● **YOUR TASK**
Leave out the images and repeat the listing below without a single change.

● **DATA FOR THIS TASK**
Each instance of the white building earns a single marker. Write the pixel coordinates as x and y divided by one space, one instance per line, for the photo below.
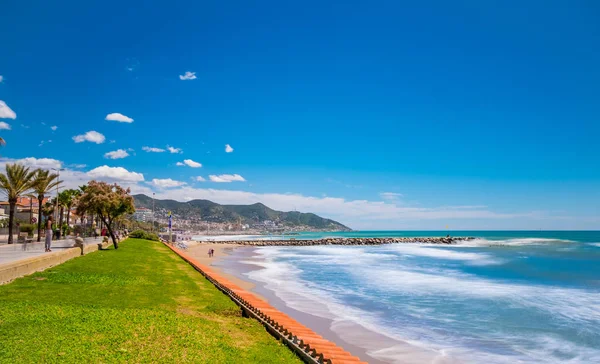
143 214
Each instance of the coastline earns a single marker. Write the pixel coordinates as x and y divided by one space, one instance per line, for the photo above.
368 345
221 264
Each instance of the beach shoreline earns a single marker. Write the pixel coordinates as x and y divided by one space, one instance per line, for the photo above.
368 345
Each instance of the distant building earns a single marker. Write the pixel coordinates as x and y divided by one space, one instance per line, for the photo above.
142 214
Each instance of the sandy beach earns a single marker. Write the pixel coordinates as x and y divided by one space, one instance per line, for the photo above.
199 250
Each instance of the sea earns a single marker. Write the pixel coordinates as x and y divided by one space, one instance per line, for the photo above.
504 297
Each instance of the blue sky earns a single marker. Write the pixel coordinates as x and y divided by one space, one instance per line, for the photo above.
383 115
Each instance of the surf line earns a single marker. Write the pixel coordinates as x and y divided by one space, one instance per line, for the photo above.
309 346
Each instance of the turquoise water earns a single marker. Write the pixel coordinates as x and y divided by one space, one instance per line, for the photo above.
506 297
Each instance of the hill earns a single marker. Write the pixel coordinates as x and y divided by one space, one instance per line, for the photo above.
205 210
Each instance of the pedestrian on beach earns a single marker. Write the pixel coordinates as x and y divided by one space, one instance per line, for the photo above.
48 241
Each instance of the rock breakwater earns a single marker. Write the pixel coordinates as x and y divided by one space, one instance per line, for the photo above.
349 241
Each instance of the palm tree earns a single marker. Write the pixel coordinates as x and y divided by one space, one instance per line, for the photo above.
67 199
17 180
43 183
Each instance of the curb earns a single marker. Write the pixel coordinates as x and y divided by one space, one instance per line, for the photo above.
24 267
309 346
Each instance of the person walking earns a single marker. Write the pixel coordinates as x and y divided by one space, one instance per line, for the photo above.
48 234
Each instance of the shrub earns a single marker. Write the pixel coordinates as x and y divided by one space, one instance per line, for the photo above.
27 228
141 234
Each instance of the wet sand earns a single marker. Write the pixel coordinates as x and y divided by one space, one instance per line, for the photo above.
199 251
374 348
229 263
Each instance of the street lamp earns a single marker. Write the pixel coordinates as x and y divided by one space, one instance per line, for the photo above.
152 227
56 202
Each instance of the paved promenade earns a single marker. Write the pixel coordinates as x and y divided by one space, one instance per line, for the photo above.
18 251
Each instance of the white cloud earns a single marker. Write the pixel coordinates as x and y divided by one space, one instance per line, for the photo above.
43 163
115 174
174 150
354 212
390 196
166 183
90 136
188 76
119 117
152 150
226 178
6 112
117 154
190 163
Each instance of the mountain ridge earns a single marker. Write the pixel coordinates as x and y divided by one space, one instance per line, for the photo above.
258 213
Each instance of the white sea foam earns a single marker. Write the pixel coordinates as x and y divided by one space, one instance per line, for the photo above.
231 237
436 251
510 242
566 303
386 269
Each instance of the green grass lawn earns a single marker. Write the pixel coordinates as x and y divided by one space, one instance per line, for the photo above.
140 303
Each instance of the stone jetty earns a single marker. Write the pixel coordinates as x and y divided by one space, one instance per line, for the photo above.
348 241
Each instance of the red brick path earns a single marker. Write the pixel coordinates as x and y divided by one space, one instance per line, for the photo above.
298 336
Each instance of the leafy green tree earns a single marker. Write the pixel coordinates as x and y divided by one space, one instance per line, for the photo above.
17 180
43 183
108 202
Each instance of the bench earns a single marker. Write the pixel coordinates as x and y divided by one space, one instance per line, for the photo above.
24 239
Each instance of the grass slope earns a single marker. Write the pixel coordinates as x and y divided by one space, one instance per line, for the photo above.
140 303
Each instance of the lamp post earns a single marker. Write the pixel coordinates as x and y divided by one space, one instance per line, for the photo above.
55 214
152 227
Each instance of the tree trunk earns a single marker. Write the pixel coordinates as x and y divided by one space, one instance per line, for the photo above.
112 235
40 199
60 219
11 220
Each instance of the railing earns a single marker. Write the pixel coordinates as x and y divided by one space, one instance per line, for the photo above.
321 353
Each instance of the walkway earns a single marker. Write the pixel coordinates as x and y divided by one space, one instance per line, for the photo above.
15 252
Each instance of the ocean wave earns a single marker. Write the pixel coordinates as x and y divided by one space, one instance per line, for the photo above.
511 242
431 300
439 252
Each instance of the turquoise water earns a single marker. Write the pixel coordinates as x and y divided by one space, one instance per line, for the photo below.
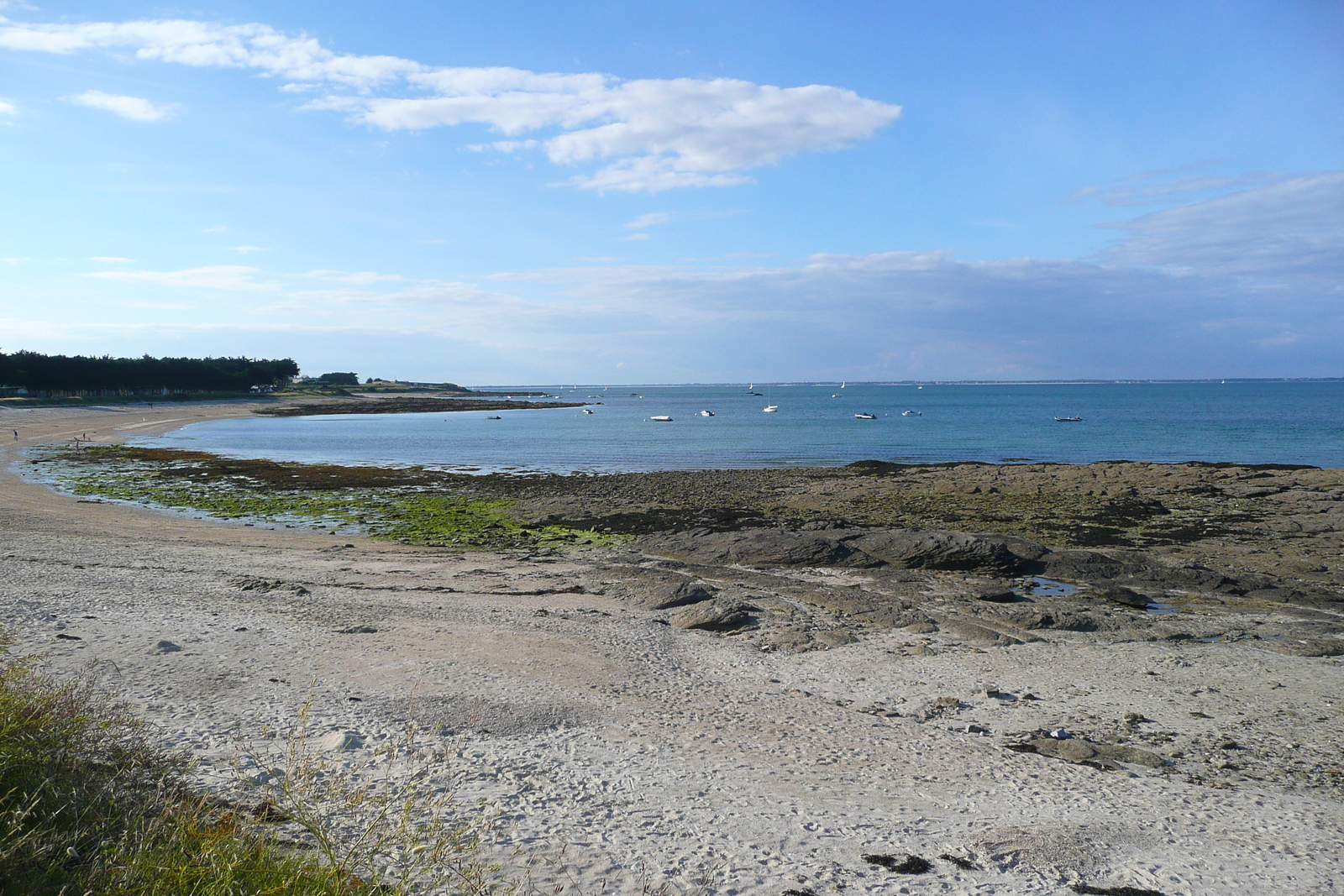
1247 422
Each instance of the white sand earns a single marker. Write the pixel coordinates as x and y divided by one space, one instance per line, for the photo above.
691 755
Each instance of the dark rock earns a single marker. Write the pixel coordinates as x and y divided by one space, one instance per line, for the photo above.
711 616
964 864
756 547
255 584
937 550
1101 755
1117 594
907 866
1305 647
667 590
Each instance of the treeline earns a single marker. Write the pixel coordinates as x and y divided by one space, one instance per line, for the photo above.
54 374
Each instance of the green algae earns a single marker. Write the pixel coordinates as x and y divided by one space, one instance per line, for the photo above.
410 506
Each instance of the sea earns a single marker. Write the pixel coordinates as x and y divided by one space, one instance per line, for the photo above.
1299 422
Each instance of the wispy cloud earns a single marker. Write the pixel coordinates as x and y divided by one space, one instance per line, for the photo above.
1173 184
1245 284
131 107
504 145
648 134
649 221
225 277
360 278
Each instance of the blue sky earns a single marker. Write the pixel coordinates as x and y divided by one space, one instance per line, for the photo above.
517 192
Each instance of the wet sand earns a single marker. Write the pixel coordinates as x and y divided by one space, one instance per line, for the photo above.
848 710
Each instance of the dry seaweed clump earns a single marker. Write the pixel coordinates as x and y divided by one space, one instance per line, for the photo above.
405 504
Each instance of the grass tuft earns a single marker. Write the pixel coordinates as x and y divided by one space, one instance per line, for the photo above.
89 806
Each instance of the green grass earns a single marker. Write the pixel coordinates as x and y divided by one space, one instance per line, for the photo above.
89 806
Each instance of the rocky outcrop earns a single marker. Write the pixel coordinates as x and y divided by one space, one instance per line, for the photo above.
658 590
909 548
712 616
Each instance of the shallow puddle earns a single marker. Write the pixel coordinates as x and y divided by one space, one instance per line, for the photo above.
1046 587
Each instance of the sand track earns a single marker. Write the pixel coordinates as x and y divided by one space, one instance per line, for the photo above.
596 727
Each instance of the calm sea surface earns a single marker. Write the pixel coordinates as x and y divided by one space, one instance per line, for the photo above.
1247 422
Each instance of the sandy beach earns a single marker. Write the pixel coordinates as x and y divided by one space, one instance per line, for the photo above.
753 708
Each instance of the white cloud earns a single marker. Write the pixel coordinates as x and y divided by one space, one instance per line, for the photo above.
358 278
1290 228
649 221
647 134
132 107
228 277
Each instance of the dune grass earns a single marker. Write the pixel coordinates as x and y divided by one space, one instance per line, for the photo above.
89 806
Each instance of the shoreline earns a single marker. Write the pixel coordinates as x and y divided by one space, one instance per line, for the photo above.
737 694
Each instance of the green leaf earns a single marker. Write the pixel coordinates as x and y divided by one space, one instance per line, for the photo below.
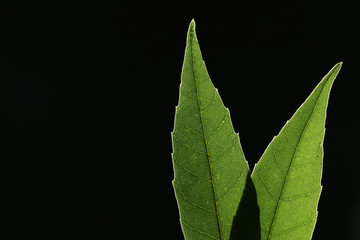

● **ANSWER FOR THE TASK**
Each instance of the white building earns a single marker. Write the pixel coordinates as x and y divided by one space, one instance per line, for the photo below.
143 214
Each instance of the coastline earns a single marker. Write the pixel coordinates as x and y divided by one space, one instance per line, for the photo above.
368 345
221 264
Each instance of the beach shoreline earns a single marker. Write the pixel coordinates as x and y divided by one space, one instance per line, for the photo above.
368 345
Each instance of the distant building earns a single marker. Write the pixel coordinates as x and y divided by one space, one instance per line, for the photo above.
142 214
Each instance of the sandy beach earns a single marker. Write the pixel coordinates as x and y divided by one space, one instance per line, for the photo above.
199 250
Each instance of the sea earns a single marker. Write the pixel coordinates as x and y divided by one space, one instance per line, for the photo above.
504 297
Each instance of the blue sky earns a single marker. Write the pixel coordinates as x and y divided by one space, one instance per line, for the photo above.
383 115
Each instance of the surf line earns a single marker. Write the pixel coordinates as x and y divided by one space, one instance per line, for the photo above.
309 346
Each instance of the turquoise water earns a single marker. Write the pixel coordinates as x and y divided by one space, one instance per line, for the photo above.
506 297
Each instance of the hill earns a single marker. Write the pixel coordinates as x and y divided by one space, one instance per line, for the photo above.
205 210
Each instance of the pedestrian on beach earns a single marker. Write the pixel coordinates as x and y divided by one space, one instance per line, for the photo above.
48 241
Each instance of the rock breakwater earns a single marker. Write the pixel coordinates as x and y divided by one space, one instance per line, for the photo above.
349 241
Each instance of the palm tree earns a single marker. Write the pixel coordinates as x and y divided by one space, one instance per line, for the photo above.
67 199
17 180
43 183
Each instance of the curb earns a single marker. Write the pixel coordinates as x and y divided by one space, one instance per line, for the photo above.
24 267
309 346
Each instance of the person walking earns a single marker. Write the pixel coordinates as x and y divided by one space, one instance per line, for the photo above.
48 234
Each instance of the shrub earns a single marker. Write the pixel coordinates as x and y divided by one space, one instance per line, for the photo above.
27 228
141 234
Each instance of the wet sand earns a single marker. Write the pixel coordinates as x and y divided by one space, one instance per line, for the photo above.
199 251
374 348
229 263
Each instance of the street lamp earns a single marker. Write the pixel coordinates as x and y divided by one space, one instance per line, for the photo above.
152 227
56 202
Each instance of the paved promenade earns a single marker. Write the pixel coordinates as x and y divided by one space, one instance per line, for the photo above.
18 251
Each instance of the white cloud earns a single marker. Write the pixel coordinates as x and y divided by one space, one instance per line, for the photo above.
43 163
115 174
174 150
354 212
390 196
166 183
90 136
188 76
119 117
152 150
226 178
6 112
117 154
190 163
Each instance of the mountain ridge earns a single marker. Write the pixel coordinates as x and y divided by one space, one instance per line, for the photo above.
258 213
Each instance of the white sea foam earns a single marker. Write the pixel coordinates as x and y divided by one space, one instance per line, for the photo above.
231 237
436 251
510 242
566 303
386 269
Each instance of the green grass lawn earns a single marker. Write the pixel coordinates as x and y divided by one space, one instance per line, for the photo above.
140 303
Each instance of the stone jetty earns a single marker. Write the pixel coordinates as x and y divided by one space, one instance per line, for the photo above.
348 241
Each instance of the red brick path earns a single marker. Write the pixel coordinates as x and y divided by one space, one instance per line, for the photo above.
298 336
Each instance of the leafy green tree earns a single marker. Write the pixel coordinates as x and y divided by one space, one instance per line, for the photo above.
17 180
43 183
108 202
Each instance of the bench earns a single marker. Write the pixel coordinates as x and y divided by one space, one instance per line, for the photo above.
24 239
Each instance of the grass slope earns a single marker. Write the pixel coordinates as x and y divided by one space, one instance per line, for the photo above.
140 303
Each instance of the lamp post earns a single marker. Write the pixel coordinates as x and y divided by one space, one instance per line, for the photo above.
55 214
152 227
Each instance of the tree trunk earns a single marker. Write the pixel coordinates as x and y divided by one space, one instance per line, for the photo above.
112 235
40 199
60 219
11 220
Each instance of the railing earns a single marker. Write the pixel coordinates as x and y divided by one space, one instance per line, for the photo above.
321 353
Each instance of the walkway earns a single marker. Write the pixel coordinates as x and y divided by one space, one instance per line, for the photo above.
15 252
Each instance of the ocean wave earns a single marker. Write the pixel coordinates as x and y divided by one space, one instance per line, for the photo above.
511 242
431 300
439 252
Each instance of the turquoise water earns a single marker. Write the pixel coordinates as x and y divided by one space, one instance per line, for the photo below.
1247 422
Each instance of the white sand earns a single marker. Write the pixel coordinates as x and y divided by one space, one instance per line, for the photo above.
691 755
Each instance of the dark rock earns a single marker. Write the pixel coordinates as x and y divided by one space, one instance per line, for the photo above.
711 616
964 864
756 547
255 584
937 550
1101 755
1117 594
907 866
1305 647
667 590
Each instance of the treeline earns a single marker. Write the pixel coordinates as x and y divided by one space, one instance per line, for the photo above.
54 374
Each instance of the green algae earns a single marker. Write the pixel coordinates as x and y divided by one space, one instance per line, for the photo above.
410 506
Each instance of the sea earns a single marker. Write the pixel coordinates as x and y divided by one space, one instance per line, for the photo above.
1299 422
Each instance of the wispy cloud earns a single marker. Write the pixel coordinates as x and y divided by one space, one instance per line, for the photo above.
1173 184
1245 284
131 107
504 145
648 134
649 221
225 277
360 278
Each instance of the blue sky earns a single marker. Write the pixel coordinates as x and y divided by one space, one instance per line, for the photo above.
517 192
Each instance of the wet sand earns a single marker. Write the pixel coordinates as x and y divided by one space, one instance per line, for the photo above.
848 710
Each instance of the dry seaweed clump earns a single marker. Write the pixel coordinates as x and y divided by one space, one instance per line, for the photo above.
405 504
Each instance of the grass tuft earns a single marker. Write the pixel coordinates as x and y divided by one space, one instance per line, for the photo above.
89 806
Each instance of the green grass earns a single marker. Write the pixel coordinates as x and y divided by one space, one instance per line, for the photo above.
89 806
Each instance of the rocky outcrop earns a single marker. Write the pixel coordinates as x and y divided by one space, one instance per line, for the photo above.
658 590
909 548
712 616
Each instance of the shallow puddle earns a single marker. Write the pixel coordinates as x and y divided by one space, one instance per line, for the photo above.
1046 587
Each instance of the sand track earns a single marker. Write the pixel coordinates as x and y divided by one space, one instance per line, for the photo above.
596 727
Each instance of the calm sea surface earns a single marker. Write the pixel coordinates as x and y divided by one space, one instance per line, for the photo above.
1247 422
Each instance of the sandy beach earns a single marker. Write the pixel coordinates as x and y divided by one space, one instance per line, for the photo above.
753 708
Each instance of the white cloud earns a single marker. Write the pixel coordinates as x and y divided by one space, one instance per line, for the photo above.
358 278
1290 228
649 221
647 134
132 107
228 277
Each instance of the dune grass earns a single marker. Write the pixel coordinates as x and y divided by one space, one instance per line, for the photo above.
89 806
Each instance of the shoreline earns a single marker. Write the pixel coordinates as x and y divided by one space, one instance per line, for the photo above.
737 694
Each instance of the green leaf earns a single marker. Write the pixel coordinates as x and y divided by one space, one instance per line, for the photo below.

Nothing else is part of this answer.